═════ Record set ═════

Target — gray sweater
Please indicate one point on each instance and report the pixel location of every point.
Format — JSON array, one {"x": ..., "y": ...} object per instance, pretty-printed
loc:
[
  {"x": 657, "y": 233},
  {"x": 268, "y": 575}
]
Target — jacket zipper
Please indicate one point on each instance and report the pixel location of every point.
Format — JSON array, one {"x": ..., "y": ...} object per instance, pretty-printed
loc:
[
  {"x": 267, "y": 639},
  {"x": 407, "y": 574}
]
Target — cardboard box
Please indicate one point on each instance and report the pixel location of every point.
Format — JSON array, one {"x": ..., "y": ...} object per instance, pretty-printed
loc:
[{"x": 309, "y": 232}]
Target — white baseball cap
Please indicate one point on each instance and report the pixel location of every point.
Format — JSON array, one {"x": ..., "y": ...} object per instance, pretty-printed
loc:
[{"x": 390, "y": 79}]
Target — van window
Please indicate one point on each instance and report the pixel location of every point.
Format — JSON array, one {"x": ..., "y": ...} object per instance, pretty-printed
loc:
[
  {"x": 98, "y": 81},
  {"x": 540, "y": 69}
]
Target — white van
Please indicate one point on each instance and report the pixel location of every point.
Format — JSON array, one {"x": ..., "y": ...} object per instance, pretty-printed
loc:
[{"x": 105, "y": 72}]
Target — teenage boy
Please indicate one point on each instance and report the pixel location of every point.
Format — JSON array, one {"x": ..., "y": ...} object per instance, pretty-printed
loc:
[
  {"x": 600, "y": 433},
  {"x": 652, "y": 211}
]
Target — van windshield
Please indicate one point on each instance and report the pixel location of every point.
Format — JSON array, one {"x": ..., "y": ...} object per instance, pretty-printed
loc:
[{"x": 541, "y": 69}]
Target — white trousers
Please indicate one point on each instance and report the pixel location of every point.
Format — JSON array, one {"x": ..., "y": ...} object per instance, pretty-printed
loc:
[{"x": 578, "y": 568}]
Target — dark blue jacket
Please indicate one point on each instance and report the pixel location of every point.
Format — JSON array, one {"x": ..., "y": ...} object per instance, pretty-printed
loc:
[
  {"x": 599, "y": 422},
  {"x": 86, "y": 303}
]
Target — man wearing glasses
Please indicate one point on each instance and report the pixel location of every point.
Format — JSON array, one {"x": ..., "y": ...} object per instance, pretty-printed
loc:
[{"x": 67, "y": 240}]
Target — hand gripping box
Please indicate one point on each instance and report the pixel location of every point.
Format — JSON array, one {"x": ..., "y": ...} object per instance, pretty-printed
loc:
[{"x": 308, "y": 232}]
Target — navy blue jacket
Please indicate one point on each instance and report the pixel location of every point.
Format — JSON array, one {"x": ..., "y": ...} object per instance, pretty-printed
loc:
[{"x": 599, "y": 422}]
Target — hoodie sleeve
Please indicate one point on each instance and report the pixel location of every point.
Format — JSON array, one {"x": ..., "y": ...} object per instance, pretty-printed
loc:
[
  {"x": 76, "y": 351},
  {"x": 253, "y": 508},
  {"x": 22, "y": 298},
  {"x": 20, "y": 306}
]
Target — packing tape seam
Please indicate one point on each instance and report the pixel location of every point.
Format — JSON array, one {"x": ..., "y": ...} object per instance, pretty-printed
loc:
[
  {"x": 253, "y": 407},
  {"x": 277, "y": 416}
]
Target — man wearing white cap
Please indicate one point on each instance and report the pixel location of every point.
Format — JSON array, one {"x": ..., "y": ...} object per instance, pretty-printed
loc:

═════

- _What you are asked to do_: Copy only this span: the line that contains "Target — packing tape seam", the last line, and every line between them.

- _Expected output_:
Target — packing tape seam
Please indicate one point on each instance and report the pixel location of every point.
Format — JSON array, one {"x": ..., "y": ...} object per instance, pretty-printed
loc:
[
  {"x": 253, "y": 407},
  {"x": 277, "y": 416}
]
Target — man wearing white cap
Please indicate one point on each instance and report the pixel location of every point.
Format — JSON array, one {"x": ..., "y": ...} object per instance, pretty-printed
loc:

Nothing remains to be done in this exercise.